▸ Do this
Return each row below that contains the word "sunglasses", copied in full.

####################

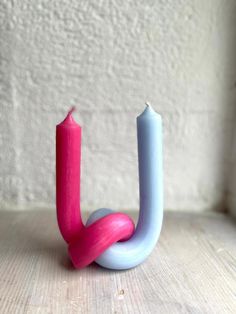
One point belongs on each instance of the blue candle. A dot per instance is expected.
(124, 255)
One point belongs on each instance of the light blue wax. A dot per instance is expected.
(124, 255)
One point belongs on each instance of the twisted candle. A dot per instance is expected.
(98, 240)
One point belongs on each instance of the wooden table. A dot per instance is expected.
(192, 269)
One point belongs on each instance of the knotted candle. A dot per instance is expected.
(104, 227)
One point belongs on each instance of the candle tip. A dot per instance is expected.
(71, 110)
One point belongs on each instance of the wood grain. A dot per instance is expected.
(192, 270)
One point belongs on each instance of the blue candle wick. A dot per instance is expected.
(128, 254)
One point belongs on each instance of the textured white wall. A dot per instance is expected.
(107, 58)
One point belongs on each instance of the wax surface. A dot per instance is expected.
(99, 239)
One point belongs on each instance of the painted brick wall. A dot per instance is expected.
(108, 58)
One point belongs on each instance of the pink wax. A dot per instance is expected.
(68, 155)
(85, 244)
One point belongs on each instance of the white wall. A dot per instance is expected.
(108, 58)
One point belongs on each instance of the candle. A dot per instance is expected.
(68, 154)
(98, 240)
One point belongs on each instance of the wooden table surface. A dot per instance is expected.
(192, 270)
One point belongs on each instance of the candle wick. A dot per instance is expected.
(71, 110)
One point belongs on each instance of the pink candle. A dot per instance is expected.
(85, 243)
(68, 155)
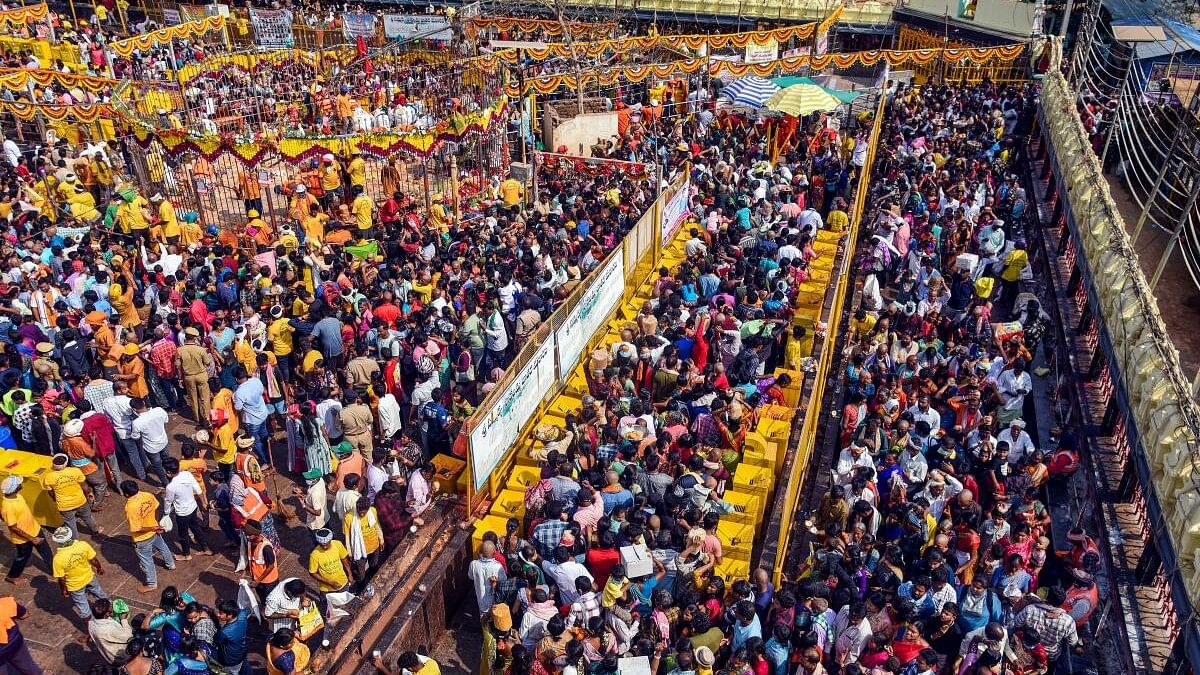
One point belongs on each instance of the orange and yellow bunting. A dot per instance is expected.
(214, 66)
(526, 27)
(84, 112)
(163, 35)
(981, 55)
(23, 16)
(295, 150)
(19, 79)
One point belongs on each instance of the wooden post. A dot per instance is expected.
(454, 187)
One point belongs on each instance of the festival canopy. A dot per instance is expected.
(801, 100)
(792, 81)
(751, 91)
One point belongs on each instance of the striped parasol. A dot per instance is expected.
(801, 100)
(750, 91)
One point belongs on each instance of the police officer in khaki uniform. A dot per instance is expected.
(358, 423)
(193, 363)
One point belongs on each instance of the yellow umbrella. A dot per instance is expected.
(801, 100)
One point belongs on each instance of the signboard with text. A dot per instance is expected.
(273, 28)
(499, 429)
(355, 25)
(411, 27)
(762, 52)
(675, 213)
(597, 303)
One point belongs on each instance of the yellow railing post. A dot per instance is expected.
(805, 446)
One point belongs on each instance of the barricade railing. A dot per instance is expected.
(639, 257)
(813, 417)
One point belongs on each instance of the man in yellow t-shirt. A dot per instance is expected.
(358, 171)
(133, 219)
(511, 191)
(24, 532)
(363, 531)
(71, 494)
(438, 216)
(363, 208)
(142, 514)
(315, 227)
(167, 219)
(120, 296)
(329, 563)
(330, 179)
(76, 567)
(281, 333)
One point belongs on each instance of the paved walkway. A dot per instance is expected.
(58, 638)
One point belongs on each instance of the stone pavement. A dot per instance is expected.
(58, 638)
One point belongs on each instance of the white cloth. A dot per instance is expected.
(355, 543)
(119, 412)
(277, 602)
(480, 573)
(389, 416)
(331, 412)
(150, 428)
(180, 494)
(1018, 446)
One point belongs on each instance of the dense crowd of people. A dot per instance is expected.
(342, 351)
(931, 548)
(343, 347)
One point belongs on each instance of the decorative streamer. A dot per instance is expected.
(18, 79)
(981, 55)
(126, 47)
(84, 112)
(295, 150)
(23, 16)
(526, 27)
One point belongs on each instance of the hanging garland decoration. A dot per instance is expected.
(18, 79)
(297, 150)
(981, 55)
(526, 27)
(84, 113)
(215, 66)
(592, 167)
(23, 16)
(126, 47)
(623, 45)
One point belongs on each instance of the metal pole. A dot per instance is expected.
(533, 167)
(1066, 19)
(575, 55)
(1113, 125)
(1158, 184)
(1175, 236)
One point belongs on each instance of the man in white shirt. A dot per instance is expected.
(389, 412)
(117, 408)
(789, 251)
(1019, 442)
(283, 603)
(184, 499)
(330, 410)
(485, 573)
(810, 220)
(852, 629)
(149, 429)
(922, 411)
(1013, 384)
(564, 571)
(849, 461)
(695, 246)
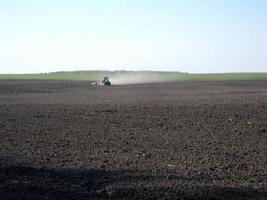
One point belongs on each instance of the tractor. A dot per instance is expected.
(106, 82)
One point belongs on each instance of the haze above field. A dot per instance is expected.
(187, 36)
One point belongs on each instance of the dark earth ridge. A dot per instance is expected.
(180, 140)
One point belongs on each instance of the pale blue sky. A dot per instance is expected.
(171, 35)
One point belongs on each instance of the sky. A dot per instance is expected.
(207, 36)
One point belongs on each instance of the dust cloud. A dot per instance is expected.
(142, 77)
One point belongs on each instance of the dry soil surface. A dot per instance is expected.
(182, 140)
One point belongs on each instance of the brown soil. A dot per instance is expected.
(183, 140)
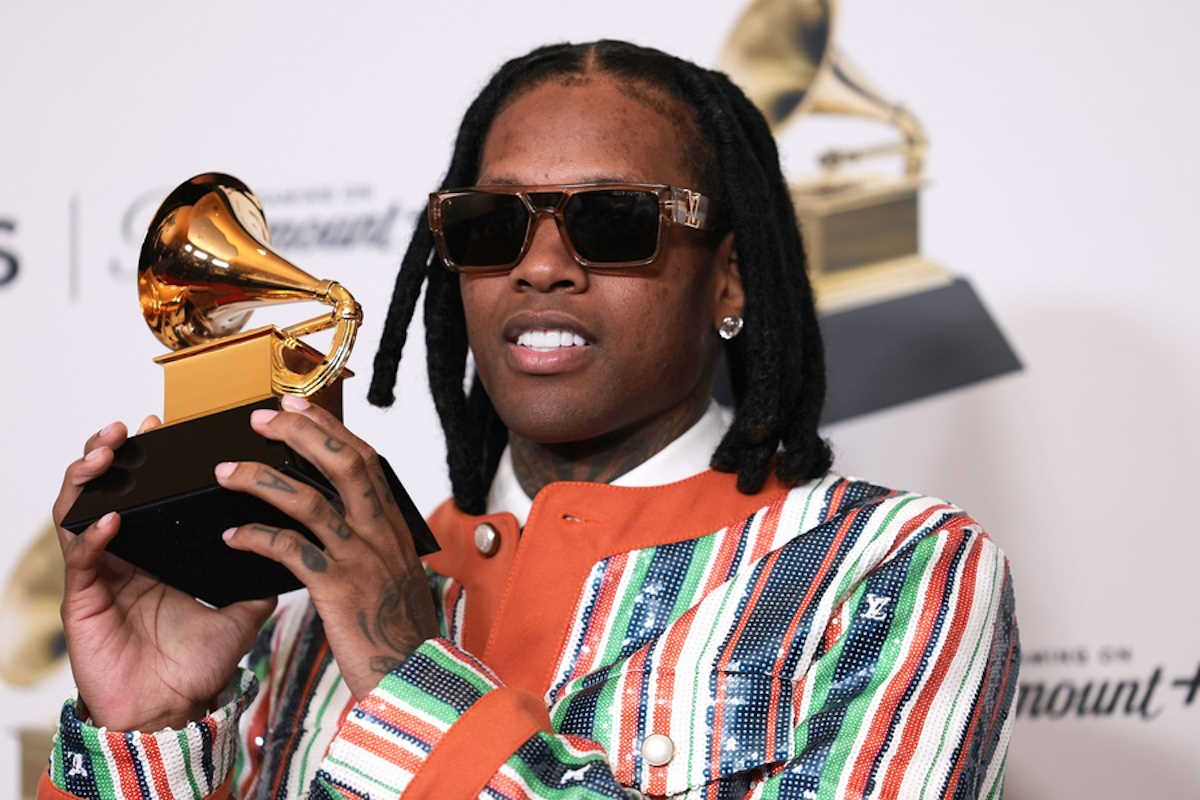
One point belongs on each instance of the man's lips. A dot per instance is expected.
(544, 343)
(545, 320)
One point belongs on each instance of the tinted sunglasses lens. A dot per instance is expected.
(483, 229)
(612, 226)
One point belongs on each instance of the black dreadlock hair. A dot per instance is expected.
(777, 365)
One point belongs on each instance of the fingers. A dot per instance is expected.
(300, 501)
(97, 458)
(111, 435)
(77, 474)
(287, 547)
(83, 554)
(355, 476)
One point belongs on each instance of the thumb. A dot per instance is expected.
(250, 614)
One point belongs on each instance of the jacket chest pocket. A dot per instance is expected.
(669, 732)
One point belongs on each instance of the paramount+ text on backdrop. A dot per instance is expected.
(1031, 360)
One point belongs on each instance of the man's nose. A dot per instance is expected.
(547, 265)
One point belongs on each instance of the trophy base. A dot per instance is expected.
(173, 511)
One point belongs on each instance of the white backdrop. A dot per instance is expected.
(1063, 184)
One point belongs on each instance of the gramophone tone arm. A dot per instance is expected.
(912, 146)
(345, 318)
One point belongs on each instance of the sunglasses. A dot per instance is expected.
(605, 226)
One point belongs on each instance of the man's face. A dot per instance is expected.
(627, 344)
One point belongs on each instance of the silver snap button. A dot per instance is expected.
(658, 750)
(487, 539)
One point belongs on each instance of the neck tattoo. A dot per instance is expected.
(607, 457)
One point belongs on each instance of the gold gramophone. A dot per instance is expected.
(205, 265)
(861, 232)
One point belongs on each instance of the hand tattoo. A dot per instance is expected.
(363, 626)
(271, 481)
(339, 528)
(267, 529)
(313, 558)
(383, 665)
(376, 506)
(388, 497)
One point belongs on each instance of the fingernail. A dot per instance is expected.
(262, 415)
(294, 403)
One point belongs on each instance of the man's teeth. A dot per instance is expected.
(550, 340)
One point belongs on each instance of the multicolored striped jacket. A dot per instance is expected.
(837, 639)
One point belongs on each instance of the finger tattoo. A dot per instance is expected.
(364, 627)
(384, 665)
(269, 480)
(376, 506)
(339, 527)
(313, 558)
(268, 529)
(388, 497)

####################

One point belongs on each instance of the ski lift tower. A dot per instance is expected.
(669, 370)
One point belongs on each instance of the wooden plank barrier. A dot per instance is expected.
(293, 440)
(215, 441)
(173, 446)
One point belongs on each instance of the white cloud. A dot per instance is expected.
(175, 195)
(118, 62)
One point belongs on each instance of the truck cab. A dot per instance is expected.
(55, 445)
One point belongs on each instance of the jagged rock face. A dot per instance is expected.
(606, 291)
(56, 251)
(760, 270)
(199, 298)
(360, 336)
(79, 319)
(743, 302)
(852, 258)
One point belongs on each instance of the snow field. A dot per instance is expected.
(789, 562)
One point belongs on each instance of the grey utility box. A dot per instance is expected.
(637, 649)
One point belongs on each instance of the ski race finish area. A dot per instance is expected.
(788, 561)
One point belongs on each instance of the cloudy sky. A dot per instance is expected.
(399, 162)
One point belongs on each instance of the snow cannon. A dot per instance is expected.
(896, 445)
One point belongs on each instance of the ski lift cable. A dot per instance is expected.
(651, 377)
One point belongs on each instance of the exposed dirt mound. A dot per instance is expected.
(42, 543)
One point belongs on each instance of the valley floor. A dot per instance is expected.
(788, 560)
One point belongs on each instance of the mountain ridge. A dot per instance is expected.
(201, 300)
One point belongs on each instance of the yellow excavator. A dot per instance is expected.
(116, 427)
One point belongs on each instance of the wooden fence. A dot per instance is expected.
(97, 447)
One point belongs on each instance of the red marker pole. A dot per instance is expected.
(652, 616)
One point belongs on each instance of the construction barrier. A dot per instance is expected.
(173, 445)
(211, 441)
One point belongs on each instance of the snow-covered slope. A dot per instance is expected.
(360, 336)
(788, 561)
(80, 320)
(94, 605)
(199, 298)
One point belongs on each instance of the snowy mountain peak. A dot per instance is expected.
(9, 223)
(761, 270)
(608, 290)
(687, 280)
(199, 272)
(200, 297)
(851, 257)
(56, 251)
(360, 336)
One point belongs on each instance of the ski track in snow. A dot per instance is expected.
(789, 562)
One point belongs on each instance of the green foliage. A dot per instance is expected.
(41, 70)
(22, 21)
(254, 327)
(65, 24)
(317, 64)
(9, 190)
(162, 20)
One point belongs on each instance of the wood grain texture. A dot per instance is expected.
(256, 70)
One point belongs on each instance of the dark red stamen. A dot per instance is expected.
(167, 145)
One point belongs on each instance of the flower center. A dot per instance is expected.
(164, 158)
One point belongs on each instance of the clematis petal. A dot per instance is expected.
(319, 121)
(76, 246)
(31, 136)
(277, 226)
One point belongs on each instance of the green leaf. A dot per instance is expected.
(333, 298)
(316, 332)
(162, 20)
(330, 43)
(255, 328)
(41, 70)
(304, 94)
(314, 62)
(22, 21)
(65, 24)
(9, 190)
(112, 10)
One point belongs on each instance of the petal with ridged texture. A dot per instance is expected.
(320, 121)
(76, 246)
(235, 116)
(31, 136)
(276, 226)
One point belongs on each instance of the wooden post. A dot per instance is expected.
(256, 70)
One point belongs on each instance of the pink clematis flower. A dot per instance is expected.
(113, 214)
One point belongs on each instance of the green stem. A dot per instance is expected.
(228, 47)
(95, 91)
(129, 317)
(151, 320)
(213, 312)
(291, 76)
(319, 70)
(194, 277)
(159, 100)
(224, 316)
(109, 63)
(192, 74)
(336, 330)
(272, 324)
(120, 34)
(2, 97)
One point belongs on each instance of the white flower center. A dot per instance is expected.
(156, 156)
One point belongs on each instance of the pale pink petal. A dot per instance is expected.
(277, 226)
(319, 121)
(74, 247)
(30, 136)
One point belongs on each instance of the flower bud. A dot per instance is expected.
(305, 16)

####################

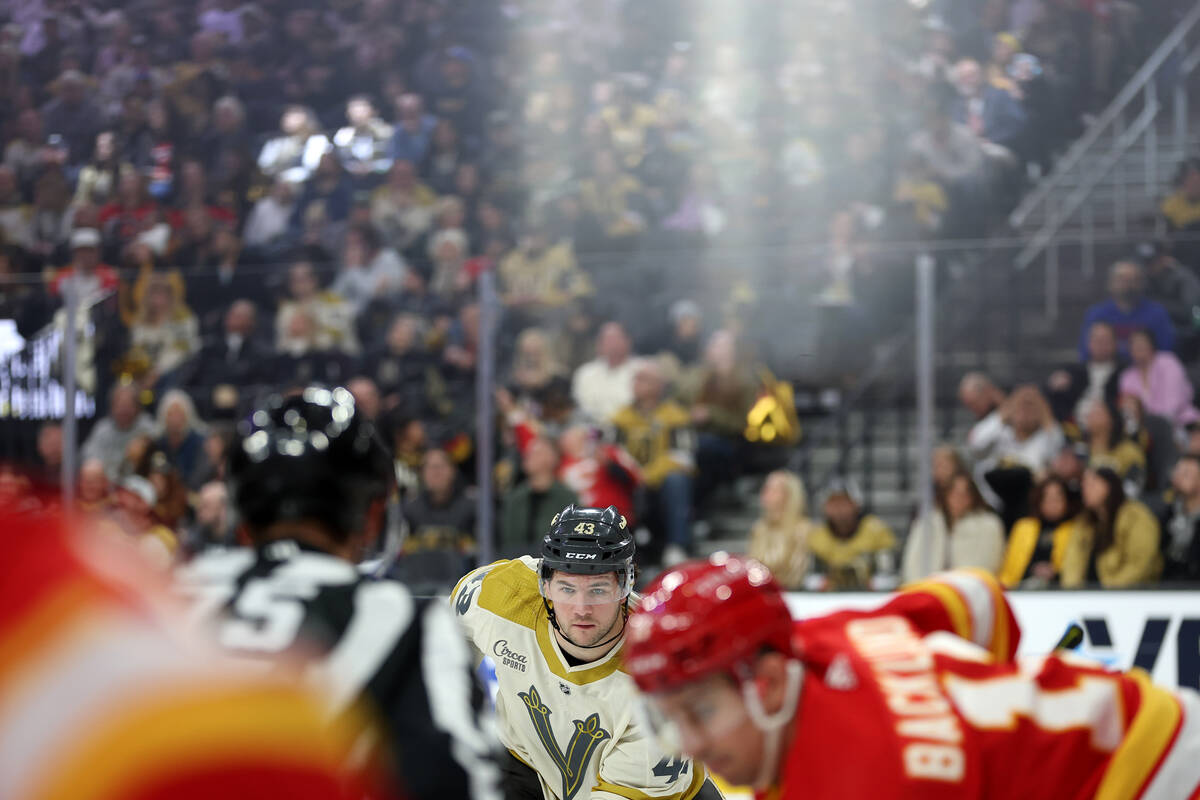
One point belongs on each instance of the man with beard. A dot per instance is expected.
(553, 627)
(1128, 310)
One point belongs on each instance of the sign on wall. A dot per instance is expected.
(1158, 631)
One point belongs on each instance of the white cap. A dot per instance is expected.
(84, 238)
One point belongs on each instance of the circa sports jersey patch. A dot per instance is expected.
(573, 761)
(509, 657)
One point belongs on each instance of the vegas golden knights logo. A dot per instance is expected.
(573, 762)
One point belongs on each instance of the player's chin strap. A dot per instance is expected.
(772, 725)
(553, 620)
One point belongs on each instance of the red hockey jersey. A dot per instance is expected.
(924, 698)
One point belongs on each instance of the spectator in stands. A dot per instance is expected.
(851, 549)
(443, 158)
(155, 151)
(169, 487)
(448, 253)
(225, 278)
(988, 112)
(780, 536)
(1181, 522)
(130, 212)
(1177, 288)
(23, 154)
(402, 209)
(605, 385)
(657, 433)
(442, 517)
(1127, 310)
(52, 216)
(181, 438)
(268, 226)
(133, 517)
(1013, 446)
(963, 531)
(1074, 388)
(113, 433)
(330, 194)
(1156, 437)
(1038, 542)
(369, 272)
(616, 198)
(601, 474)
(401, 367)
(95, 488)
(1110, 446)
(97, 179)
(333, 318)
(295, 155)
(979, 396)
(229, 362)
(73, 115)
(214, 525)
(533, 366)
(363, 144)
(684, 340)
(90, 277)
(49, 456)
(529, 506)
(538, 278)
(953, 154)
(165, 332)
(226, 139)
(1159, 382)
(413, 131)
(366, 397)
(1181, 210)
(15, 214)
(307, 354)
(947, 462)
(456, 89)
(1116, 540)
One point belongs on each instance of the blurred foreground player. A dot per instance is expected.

####################

▸ Response to the exercise
One point belongs on each instance of the tinted sunglasses lens. A dot per instance is expected.
One point belongs on each instance of the sunglasses. A dot per instance is expected.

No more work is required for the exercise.